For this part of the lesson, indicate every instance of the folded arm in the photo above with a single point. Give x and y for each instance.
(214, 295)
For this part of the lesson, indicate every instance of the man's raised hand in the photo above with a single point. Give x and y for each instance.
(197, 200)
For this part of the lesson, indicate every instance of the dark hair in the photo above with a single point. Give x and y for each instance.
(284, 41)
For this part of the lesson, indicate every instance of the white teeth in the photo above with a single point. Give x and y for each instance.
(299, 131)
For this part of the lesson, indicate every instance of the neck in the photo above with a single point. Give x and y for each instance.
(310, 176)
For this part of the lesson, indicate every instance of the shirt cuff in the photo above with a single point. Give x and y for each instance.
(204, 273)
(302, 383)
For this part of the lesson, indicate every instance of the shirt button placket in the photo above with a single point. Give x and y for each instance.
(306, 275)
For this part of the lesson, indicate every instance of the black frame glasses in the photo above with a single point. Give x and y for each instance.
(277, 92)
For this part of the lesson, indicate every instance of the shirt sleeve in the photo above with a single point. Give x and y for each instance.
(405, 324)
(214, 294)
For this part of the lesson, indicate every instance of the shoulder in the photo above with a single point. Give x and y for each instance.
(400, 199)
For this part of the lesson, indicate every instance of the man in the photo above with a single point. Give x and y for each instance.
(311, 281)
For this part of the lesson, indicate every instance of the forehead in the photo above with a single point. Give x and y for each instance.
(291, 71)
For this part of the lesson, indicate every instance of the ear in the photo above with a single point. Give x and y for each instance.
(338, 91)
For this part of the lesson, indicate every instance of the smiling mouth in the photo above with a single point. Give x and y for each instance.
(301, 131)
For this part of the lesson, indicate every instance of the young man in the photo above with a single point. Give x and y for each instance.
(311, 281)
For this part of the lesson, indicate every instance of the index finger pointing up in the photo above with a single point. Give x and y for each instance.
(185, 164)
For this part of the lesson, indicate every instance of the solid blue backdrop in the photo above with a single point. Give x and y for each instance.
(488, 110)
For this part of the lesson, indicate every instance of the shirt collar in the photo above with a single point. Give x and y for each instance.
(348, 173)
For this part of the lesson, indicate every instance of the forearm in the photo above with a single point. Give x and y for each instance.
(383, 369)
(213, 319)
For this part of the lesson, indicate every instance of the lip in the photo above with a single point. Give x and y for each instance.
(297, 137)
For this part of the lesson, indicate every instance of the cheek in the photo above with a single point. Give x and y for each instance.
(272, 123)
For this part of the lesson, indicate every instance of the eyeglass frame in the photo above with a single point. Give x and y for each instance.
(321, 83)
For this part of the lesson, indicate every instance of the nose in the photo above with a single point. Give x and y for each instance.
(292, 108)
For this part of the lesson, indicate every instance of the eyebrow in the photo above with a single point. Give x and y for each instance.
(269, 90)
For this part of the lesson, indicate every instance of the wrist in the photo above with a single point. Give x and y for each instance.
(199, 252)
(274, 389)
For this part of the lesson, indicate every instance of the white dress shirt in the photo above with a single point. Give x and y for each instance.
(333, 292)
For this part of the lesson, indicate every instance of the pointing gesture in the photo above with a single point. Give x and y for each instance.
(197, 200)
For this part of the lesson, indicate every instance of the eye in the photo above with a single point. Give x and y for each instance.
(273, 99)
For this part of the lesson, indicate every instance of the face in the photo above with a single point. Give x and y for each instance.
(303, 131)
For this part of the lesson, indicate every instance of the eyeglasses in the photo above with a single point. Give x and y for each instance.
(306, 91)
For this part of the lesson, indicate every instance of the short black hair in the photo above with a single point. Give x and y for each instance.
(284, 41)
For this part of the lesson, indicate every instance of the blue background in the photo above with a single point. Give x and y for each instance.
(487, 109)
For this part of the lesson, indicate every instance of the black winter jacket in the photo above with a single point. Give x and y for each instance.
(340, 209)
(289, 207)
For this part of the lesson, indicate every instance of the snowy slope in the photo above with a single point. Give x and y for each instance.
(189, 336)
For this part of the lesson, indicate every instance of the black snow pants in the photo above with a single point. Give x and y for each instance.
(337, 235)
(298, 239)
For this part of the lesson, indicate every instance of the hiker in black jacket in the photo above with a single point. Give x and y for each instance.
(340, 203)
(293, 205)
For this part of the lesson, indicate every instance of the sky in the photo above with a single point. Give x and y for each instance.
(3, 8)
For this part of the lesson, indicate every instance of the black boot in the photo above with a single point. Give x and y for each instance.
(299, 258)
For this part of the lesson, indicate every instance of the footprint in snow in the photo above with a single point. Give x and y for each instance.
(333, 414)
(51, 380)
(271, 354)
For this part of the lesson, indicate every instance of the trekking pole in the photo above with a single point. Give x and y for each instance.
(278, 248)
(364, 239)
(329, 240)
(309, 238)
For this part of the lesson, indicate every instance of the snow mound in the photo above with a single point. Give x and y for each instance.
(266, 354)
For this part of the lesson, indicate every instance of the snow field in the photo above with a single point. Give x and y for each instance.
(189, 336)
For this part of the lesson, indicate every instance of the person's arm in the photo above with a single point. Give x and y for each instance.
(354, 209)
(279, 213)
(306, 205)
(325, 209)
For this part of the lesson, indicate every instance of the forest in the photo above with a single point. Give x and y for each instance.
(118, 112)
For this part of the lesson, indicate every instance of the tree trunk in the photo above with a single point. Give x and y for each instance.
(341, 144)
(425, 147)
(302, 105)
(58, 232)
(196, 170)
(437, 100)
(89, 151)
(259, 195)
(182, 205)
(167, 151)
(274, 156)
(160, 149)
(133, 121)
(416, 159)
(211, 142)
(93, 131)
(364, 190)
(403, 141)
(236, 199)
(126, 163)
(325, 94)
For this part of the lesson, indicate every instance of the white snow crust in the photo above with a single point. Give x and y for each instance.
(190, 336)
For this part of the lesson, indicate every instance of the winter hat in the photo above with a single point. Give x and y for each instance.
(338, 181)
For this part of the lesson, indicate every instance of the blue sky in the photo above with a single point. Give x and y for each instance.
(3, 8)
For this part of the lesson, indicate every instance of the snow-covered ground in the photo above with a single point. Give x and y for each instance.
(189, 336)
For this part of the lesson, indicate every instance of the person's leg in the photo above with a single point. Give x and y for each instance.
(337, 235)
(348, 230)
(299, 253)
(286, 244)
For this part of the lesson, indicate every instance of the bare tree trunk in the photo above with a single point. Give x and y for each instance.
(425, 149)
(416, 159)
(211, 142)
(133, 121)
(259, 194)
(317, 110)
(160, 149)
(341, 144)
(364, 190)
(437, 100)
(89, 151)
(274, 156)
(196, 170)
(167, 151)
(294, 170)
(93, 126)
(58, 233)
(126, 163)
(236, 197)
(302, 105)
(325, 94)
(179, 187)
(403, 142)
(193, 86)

◇ ◇ ◇

Assignment :: The response should be an exact copy of every line above.

Written answer ::
For this part of the lesson, indicate every instance of the folded arm in the photo above with a single point. Give x and y for each instance.
(214, 295)
For this part of the lesson, indicate every instance of the man's raised hand in the photo above with a single point. Give x and y for each instance.
(197, 200)
For this part of the lesson, indicate every instance of the dark hair in the photo above with a single point. Give x and y for each instance.
(284, 41)
For this part of the lesson, indicate every instance of the white teeth in the photo above with a single point. Give x and y for each instance.
(299, 131)
For this part of the lesson, indicate every instance of the neck in the photo above with a single point. Give x and y for each instance.
(310, 176)
For this part of the lesson, indicate every instance of the shirt cuff in the photo above with a single point. Give x and y for each instance.
(204, 273)
(302, 383)
For this part of the lesson, indicate every instance of the shirt button placket in the photo above with a single point. Give x and y for each instance.
(306, 275)
For this part of the lesson, indicate every instance of the black frame glasses in the photo above with a single point. Give x and y for each instance.
(277, 92)
For this part of the lesson, indicate every instance of the shirt sleeve in the photo above with a single point. Give x and y for each instance.
(405, 324)
(214, 294)
For this part of the lesson, indicate every instance of the shoulder in the photo above with a single point. Give x and y for each instance.
(400, 199)
For this part of the lesson, indicate every instance of the man in the photo above with a single point. Give x and y for each instance.
(311, 281)
For this part of the lesson, indicate every instance of the forehead in the photo above with a single point. Give x and y for each instance.
(291, 71)
For this part of the lesson, indicate every instance of the ear in the photo above with a single point. Give x and y for each instance.
(338, 91)
For this part of the lesson, indicate every instance of the smiling mouth in the photo above with a single point. Give x and y for each instance.
(301, 131)
For this part of the lesson, indicate every instance of the young man in the photo above with a single point. Give x and y for each instance.
(311, 281)
For this part of the lesson, indicate every instance of the index finger pointing up in the photo above with a single point. Give x and y for each instance.
(185, 164)
For this part of the lesson, indicate every instance of the solid blue backdrop in the photo above with a single point. Give x and y for each instance.
(488, 110)
For this part of the lesson, indicate every instance of the shirt collar in the photo above with a single point. Give x and y for each instance.
(348, 173)
For this part of the lesson, indicate every instance of the forearm in the photo above with a single point. Give x and y for each instance.
(383, 369)
(213, 319)
For this part of the lesson, indicate every instance of the lip in the photo above with a single point. Give x and y for each instance.
(297, 137)
For this part of the lesson, indicate every instance of the cheek in the photo above with a single point. Give x and y for each instance.
(272, 123)
For this part of the lesson, indicate every instance of the eyeglass frame in the photo above with a single point. Give x and y for each instance.
(321, 83)
For this part of the lesson, indicate every instance of the nose in the photo above with a single point. Give x and y for each instance.
(292, 108)
For this part of the lesson, indicate every instance of the eyebrow in the photo above with a single point. Give x and y for each instance.
(269, 90)
For this part of the lesson, indicate every instance of the wrist in the photo above with a single point. Give x and y for each instance.
(199, 252)
(274, 389)
For this part of the lesson, indicate every instance of the white dress shirt in the photo above with a single point. Give x and y for each instance.
(333, 292)
For this part of the lesson, indicate every instance of the pointing gesture in the photo above with a single point. Give x and y for each instance.
(197, 200)
For this part of the lesson, indicate every instance of the eye in the photo above with a single point. Give x and y for each instance.
(273, 99)
For this part of the lesson, indicate every instance of the face in the photo above with a single point. Give x and y for each instance.
(303, 131)
For this part of the lesson, indicate every instance of the eyeglasses in the photo above with a single point. Give x and y for each instance.
(306, 91)
For this part of the lesson, indicate every instance of the short black hair in the photo above with a single point. Give x and y for each instance.
(284, 41)
For this part of the lesson, indicate every instance of the blue background in the photo above with a single point. Give x and y for each instance.
(487, 109)
For this part of the lesson, indicate every instance of the black winter jacket in the photo above with a single point. Give x and y for each instance.
(340, 209)
(289, 207)
For this part of the lesson, indicate every instance of the snowy slope in the photo above with a single point. Give x and y for each instance.
(189, 336)
For this part of the lesson, indicate every instance of the black snow pants in the photo above with a single point. Give x and y for each instance.
(337, 235)
(298, 239)
For this part of the lesson, indicate every instance of the hiker in black jacket in the photo above with a single point. Give x and y for each instance.
(340, 203)
(293, 205)
For this part of the lesson, indicate every instance of the sky in the photo above with a single point. Give x and y for each instance.
(3, 8)
For this part of the lesson, indicate every instance of the black boot in the photo above with a single point. Give x and y for each instance.
(299, 258)
For this part of the lesson, indicate every instance of the footprint in snow in the photo above with a single point. Give x and y for each instance.
(333, 414)
(51, 380)
(271, 354)
For this part of the lesson, indicate every instance of the trekking pole in the photo above with a single point. Give x and y for each instance.
(278, 248)
(364, 239)
(329, 240)
(309, 238)
For this part of the lesson, indicate every instance of the snow mound in the photo above with a single point. Give x and y for each instance.
(266, 354)
For this part of the lesson, indicate every instance of the snow field in the photo above with a single point. Give x and y for each instance.
(189, 336)
For this part of the lesson, indicate every instance of the person's arm in the photo above with a single point. Give x and y for each instance.
(354, 209)
(279, 213)
(306, 205)
(325, 209)
For this part of the lesson, indicate every instance of the forest in the photo above with a single point. Give x and y for each instance.
(118, 112)
For this part of the lesson, indicate every instance of the tree trunk in the photo above with a single point. Give x and y for each instance.
(341, 144)
(425, 147)
(302, 105)
(58, 232)
(196, 170)
(437, 100)
(89, 151)
(259, 195)
(182, 205)
(167, 151)
(274, 156)
(160, 149)
(133, 121)
(416, 159)
(211, 142)
(93, 131)
(364, 190)
(403, 141)
(236, 199)
(126, 163)
(325, 94)
For this part of the lesson, indicate every instance of the white snow crust in the photo above with a single point. Give x and y for each instance.
(190, 336)
For this part of the lesson, indicate every instance of the winter hat in the photo above with a single point. Give x and y for each instance.
(338, 181)
For this part of the lesson, indicate every instance of the blue sky in the photo above with a single point. Give x and y for each instance.
(3, 8)
For this part of the lesson, indicate every instance of the snow-covered ground in the photo above with a single point. Give x and y for each instance.
(189, 336)
For this part of the lesson, indicate every instance of the person's leg in the photo above with a single point. Give x and y for each instance.
(337, 235)
(348, 230)
(299, 253)
(286, 244)
For this part of the lesson, indicate every instance of the bare tree trunk in the photo above with a single point. Give x and y for each instance.
(425, 149)
(416, 159)
(211, 142)
(133, 121)
(259, 194)
(317, 110)
(160, 149)
(341, 144)
(364, 190)
(437, 100)
(89, 151)
(274, 156)
(196, 170)
(167, 151)
(294, 170)
(93, 126)
(58, 233)
(126, 163)
(236, 197)
(302, 105)
(325, 94)
(179, 187)
(403, 142)
(193, 86)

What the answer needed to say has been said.